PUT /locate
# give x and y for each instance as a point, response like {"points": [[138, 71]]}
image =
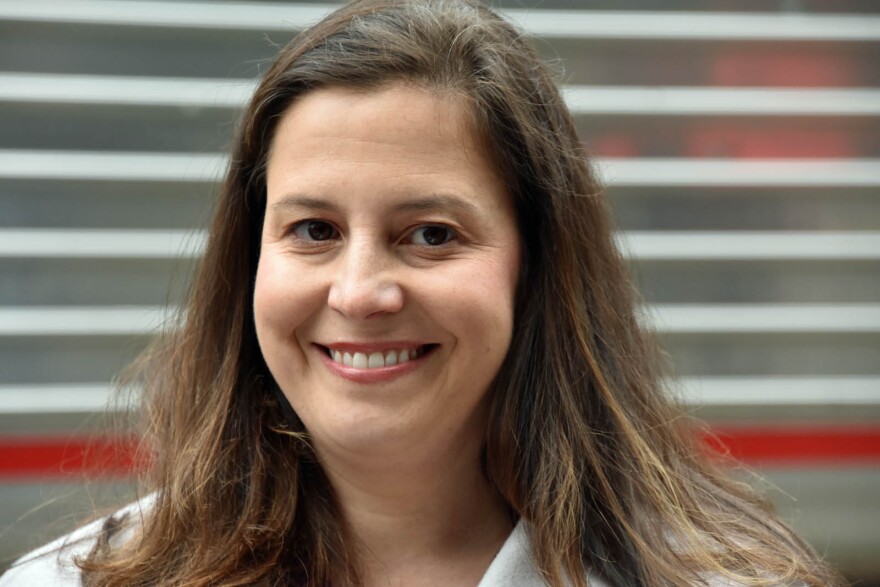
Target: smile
{"points": [[371, 358]]}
◇ ◇ ◇ ◇ ◇ ◇ ◇
__What you have to do__.
Print every line above exactly. Leave the pictures out.

__Response area__.
PUT /locate
# give x and y for each instance as a point, response like {"points": [[138, 71]]}
image =
Target: smile
{"points": [[371, 358]]}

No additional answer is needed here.